# Activity
From the material below, give the number of lines that hold the string "bare" and nothing further.

Records for the exercise Block Start

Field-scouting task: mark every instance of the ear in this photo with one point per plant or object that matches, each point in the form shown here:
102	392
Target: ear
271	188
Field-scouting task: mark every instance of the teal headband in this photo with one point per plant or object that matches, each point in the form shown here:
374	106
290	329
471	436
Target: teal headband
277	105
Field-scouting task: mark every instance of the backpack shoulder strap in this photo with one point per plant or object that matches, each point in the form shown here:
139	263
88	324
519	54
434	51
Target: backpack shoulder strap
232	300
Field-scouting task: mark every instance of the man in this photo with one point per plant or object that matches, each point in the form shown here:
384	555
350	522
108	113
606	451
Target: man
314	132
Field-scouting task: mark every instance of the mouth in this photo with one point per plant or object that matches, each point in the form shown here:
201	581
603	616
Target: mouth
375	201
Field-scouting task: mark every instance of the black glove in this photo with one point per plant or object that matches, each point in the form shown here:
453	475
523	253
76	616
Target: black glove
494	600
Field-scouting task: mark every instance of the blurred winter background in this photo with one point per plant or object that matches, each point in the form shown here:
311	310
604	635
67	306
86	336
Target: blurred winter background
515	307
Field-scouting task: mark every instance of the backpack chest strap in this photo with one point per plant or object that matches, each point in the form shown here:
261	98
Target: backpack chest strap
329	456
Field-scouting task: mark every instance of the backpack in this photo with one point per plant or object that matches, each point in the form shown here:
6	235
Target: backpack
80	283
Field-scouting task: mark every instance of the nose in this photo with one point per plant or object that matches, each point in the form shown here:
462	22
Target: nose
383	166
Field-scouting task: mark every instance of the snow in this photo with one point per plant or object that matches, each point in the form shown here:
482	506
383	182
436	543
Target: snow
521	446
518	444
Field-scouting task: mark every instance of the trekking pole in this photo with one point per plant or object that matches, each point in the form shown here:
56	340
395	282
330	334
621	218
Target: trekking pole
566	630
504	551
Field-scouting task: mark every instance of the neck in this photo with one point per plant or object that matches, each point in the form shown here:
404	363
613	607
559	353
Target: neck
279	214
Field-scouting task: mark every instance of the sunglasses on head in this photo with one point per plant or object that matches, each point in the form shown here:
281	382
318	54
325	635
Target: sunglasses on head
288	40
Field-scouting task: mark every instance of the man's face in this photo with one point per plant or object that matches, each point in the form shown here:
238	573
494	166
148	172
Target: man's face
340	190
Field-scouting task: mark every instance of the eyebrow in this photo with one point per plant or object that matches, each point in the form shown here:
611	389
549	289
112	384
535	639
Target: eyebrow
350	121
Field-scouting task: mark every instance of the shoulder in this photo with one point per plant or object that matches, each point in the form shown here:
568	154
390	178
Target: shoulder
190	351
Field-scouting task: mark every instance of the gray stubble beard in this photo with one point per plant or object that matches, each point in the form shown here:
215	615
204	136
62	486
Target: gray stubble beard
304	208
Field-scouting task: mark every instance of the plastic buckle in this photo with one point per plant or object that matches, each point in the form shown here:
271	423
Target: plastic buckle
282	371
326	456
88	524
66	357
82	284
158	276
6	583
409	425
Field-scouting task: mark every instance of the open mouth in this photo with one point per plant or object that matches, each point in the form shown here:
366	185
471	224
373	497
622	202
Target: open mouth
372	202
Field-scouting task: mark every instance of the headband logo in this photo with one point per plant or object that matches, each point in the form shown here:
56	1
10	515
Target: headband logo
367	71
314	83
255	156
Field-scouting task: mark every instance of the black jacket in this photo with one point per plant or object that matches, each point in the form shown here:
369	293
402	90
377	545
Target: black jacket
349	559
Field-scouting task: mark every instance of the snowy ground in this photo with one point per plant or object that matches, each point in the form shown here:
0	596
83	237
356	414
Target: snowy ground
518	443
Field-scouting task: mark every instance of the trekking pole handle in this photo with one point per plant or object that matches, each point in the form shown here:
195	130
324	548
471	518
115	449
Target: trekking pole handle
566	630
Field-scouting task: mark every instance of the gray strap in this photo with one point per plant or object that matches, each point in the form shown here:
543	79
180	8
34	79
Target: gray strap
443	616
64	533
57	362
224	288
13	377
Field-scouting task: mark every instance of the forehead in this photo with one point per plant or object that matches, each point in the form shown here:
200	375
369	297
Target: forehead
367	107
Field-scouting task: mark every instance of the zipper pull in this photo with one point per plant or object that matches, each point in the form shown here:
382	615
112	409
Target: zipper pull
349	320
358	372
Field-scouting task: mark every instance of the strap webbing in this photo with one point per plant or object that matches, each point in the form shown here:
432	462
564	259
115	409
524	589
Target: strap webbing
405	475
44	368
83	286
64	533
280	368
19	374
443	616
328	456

Records for the exercise Block End
Records for the exercise Block Start

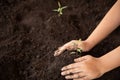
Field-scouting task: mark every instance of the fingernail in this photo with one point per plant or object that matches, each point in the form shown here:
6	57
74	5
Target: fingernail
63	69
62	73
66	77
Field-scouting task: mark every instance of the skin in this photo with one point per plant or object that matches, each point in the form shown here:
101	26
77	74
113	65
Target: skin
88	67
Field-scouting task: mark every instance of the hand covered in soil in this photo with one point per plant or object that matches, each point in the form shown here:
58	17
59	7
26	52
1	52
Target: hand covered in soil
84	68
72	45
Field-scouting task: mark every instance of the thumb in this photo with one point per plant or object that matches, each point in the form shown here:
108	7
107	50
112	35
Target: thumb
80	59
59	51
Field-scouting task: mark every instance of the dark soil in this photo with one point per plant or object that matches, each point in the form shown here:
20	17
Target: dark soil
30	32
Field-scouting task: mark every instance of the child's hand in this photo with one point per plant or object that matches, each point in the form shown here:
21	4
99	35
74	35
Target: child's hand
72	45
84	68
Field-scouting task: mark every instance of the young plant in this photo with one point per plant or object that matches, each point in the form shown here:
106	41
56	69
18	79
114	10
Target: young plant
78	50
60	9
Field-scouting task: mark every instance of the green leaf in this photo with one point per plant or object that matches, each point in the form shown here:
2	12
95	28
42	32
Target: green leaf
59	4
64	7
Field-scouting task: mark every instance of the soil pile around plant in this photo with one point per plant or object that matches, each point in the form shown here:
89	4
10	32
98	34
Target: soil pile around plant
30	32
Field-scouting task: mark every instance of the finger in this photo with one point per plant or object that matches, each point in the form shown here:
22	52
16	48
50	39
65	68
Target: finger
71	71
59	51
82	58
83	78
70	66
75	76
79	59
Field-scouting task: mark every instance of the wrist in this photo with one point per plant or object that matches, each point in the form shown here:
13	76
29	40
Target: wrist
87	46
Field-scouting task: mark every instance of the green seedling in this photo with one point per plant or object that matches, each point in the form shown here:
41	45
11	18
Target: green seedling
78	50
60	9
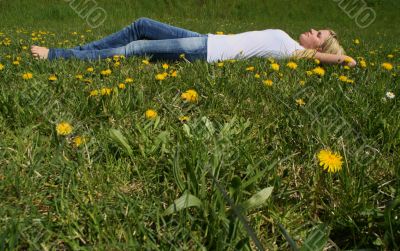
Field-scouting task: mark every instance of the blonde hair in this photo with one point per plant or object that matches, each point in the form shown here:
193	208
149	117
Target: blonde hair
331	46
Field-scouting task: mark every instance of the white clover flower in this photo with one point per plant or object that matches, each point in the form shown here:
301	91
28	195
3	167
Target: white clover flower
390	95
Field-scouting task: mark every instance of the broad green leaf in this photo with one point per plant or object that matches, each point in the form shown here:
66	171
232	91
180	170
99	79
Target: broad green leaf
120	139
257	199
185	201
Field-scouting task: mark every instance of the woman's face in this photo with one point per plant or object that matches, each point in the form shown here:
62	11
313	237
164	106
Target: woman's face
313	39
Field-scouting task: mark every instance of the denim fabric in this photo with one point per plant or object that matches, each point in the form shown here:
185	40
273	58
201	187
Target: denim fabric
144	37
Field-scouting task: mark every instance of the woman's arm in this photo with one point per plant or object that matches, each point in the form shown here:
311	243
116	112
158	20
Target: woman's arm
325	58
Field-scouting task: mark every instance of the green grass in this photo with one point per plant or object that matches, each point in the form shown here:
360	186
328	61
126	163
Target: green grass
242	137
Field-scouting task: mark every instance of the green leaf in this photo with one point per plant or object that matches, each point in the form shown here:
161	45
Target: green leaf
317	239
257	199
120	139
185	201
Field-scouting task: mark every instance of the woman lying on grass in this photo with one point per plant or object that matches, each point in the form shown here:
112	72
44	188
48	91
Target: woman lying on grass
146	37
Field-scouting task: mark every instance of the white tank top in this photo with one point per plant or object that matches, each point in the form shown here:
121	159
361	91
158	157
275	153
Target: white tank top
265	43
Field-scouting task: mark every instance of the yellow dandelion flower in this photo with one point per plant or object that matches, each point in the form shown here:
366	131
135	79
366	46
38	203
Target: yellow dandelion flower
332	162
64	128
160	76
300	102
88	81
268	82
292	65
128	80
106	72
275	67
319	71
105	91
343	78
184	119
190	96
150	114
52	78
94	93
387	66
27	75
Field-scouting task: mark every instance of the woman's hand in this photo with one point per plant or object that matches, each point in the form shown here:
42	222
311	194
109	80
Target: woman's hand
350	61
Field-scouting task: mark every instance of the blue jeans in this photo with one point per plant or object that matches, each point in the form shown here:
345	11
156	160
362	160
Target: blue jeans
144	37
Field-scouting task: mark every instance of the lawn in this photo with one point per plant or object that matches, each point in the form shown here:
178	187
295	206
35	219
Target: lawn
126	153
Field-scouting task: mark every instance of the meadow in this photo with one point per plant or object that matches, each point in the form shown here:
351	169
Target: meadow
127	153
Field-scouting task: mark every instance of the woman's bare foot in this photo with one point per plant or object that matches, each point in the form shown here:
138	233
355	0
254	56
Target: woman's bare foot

Records for the exercise Block End
Records for the exercise Block Start

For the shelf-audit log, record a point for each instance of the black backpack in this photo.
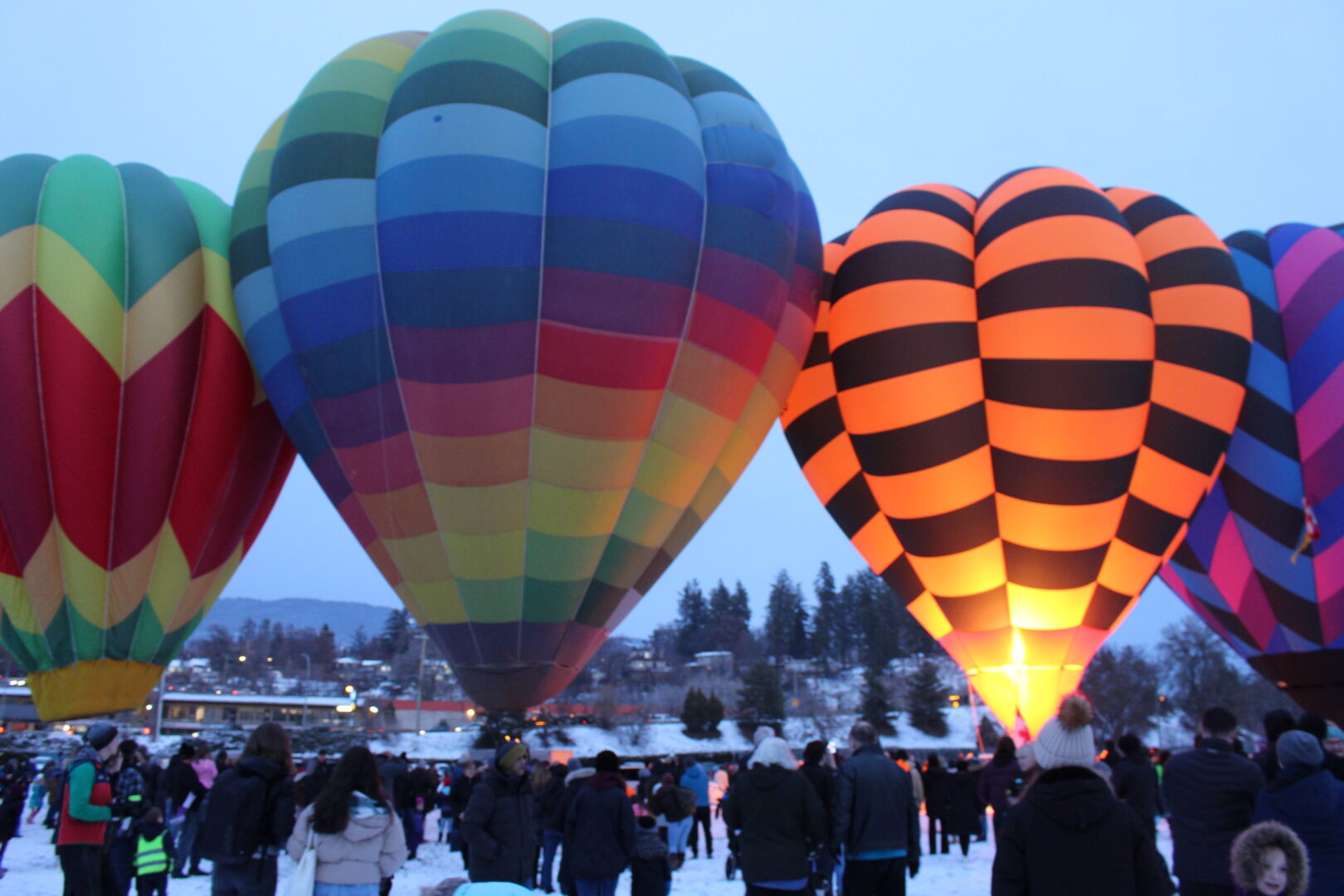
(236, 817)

Records for the exercise Block End

# Answer for this exercise
2